- [WRITTEN REQUEST] Begin at the line that has "base, one per instance" and stop after the last line of the records. Write out those lines again, both ends included, and add -147 to every coordinate in the answers.

(Coordinate annotation records)
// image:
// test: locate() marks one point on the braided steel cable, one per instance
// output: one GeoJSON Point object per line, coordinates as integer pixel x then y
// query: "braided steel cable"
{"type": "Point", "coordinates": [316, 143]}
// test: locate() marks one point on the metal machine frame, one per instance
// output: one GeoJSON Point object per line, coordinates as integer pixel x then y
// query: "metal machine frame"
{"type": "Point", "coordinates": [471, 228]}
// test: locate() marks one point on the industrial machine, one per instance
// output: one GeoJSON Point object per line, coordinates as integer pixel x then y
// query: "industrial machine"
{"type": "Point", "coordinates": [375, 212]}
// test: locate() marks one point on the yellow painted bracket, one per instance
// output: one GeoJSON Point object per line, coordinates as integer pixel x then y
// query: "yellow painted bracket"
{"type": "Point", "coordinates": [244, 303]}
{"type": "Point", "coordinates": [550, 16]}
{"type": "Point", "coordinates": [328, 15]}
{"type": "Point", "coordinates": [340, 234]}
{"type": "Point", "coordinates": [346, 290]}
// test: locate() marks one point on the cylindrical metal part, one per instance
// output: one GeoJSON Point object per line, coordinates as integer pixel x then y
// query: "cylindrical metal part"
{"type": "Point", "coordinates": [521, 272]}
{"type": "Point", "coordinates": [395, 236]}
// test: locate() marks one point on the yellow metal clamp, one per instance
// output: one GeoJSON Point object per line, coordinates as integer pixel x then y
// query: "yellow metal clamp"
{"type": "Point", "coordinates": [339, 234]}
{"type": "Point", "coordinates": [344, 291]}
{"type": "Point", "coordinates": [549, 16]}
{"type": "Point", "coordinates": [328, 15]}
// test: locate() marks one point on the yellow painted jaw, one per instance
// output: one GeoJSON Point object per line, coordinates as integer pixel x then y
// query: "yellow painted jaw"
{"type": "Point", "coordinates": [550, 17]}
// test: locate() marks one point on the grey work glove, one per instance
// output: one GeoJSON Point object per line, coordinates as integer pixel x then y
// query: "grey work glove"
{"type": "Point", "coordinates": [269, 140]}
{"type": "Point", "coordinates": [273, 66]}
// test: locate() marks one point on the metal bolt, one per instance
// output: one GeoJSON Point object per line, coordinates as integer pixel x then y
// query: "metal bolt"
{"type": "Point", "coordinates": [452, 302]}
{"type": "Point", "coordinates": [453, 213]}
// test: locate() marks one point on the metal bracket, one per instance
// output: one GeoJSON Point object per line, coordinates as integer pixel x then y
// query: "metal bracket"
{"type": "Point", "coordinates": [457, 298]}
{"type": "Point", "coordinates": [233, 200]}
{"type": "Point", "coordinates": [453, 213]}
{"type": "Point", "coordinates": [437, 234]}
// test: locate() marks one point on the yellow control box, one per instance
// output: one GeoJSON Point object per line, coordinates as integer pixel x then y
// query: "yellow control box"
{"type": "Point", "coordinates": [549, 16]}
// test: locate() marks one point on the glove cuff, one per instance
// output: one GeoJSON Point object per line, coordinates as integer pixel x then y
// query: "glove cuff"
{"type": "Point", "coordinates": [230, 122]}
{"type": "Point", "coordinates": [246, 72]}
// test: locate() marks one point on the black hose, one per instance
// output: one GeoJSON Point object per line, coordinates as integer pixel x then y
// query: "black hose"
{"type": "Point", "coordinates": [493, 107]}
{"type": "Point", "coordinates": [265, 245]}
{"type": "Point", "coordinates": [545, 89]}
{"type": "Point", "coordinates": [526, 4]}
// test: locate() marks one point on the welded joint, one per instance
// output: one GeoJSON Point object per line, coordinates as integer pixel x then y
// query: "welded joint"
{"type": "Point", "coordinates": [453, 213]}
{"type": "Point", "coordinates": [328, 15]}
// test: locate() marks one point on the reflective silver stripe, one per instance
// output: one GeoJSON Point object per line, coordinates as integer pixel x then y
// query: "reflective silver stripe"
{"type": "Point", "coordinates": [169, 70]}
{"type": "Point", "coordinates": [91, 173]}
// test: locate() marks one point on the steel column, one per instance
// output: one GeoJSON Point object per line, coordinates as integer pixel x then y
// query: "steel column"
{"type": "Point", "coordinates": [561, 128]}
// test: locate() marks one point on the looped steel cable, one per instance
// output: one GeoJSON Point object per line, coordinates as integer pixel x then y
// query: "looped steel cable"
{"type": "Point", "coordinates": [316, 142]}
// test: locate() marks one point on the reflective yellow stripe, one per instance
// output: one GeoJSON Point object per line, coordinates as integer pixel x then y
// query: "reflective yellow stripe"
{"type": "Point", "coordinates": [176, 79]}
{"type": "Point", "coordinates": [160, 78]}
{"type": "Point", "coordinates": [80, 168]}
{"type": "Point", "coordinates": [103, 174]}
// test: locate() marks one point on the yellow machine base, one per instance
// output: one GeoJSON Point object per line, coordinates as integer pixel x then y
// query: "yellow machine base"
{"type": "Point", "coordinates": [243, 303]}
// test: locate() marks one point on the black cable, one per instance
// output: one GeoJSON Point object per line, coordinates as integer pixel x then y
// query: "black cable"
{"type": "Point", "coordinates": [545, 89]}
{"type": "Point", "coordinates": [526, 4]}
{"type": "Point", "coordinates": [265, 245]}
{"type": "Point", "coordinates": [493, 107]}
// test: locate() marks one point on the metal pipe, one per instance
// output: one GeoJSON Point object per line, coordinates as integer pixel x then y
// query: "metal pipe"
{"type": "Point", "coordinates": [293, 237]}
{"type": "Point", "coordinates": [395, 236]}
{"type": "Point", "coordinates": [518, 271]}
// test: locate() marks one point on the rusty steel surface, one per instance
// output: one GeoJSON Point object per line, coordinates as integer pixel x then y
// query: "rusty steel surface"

- [FINISHED TASK]
// test: locate() marks one point on the yellow machine base, one per instance
// output: one GeoJSON Point object per line, coordinates as integer pixel x then y
// query: "yellow machine base"
{"type": "Point", "coordinates": [96, 156]}
// test: locate() marks one point on the black cable, one per instance
// output: one GeoJSON Point object per line, coordinates as integer pixel x then y
// query: "black cable"
{"type": "Point", "coordinates": [398, -58]}
{"type": "Point", "coordinates": [379, -143]}
{"type": "Point", "coordinates": [118, 98]}
{"type": "Point", "coordinates": [346, -40]}
// test: locate() marks one point on the metal pipe, one per instance
// output: one GeoJSON Point object per line, coordinates as integer pixel x then y
// query: "metal pipe"
{"type": "Point", "coordinates": [146, 90]}
{"type": "Point", "coordinates": [248, 89]}
{"type": "Point", "coordinates": [371, 124]}
// test: locate() marks one point on the rusty steel surface, one per instance
// output: one GeoJSON Point object per line, coordinates as integer pixel x then y
// query: "rusty steel surface"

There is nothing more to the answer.